• **Document text**:
Friday, March 16, 2007

Pansy

Full Tilt came through and credited for the SNGs that were interrupted the other night by chip count and added a little bonus for the inconvenience. I signed up for the old standby 24 +2 26K Guarantee last night and quickly regretted it. As I have started to concentrate more on the cash games, I find it irksome to play in an MTT for four hours and win double my buy-in. Don’t get me wrong. I love the idea of making the big cash. I just find myself not having the time nor the energy to devote a big chunk of my weekday to pursue the dream. I find myself playing the MTTs at UB and True as the numbers there are much more manageable. The only MTT on True that goes over three hours is their Sunday WSOP 6K and the ones on UB I play usually have 200-400 players which makes for a quicker night than a 1500+ love fest.

• **Given information**:

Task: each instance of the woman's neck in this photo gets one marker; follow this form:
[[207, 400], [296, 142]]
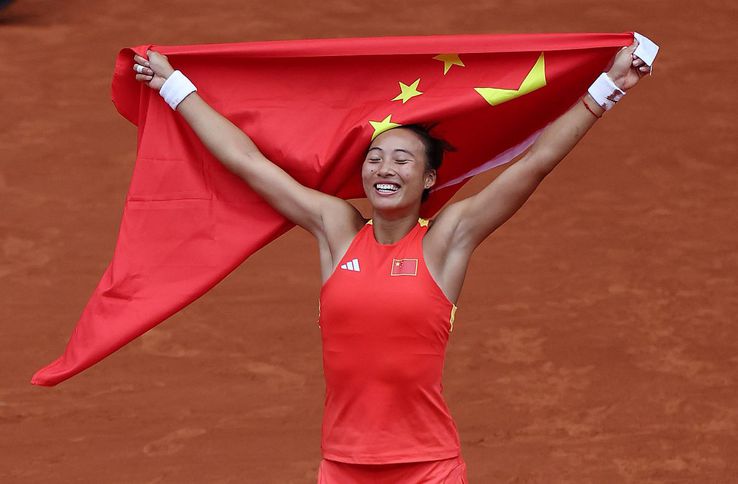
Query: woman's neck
[[390, 230]]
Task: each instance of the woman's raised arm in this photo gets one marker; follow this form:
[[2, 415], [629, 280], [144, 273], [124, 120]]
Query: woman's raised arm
[[304, 206], [468, 222]]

• **Job 1**:
Print everything in the poker blog post from "Full Tilt came" down to "1500+ love fest.".
• **Job 2**:
According to the poker blog post, which MTT on True is the only one that runs longer than three hours?
The data here was drawn from a different source than the text.

• **Complete answer 1**:
Full Tilt came through and credited for the SNGs that were interrupted the other night by chip count and added a little bonus for the inconvenience. I signed up for the old standby 24 +2 26K Guarantee last night and quickly regretted it. As I have started to concentrate more on the cash games, I find it irksome to play in an MTT for four hours and win double my buy-in. Don’t get me wrong. I love the idea of making the big cash. I just find myself not having the time nor the energy to devote a big chunk of my weekday to pursue the dream. I find myself playing the MTTs at UB and True as the numbers there are much more manageable. The only MTT on True that goes over three hours is their Sunday WSOP 6K and the ones on UB I play usually have 200-400 players which makes for a quicker night than a 1500+ love fest.

• **Complete answer 2**:
The Sunday WSOP 6K.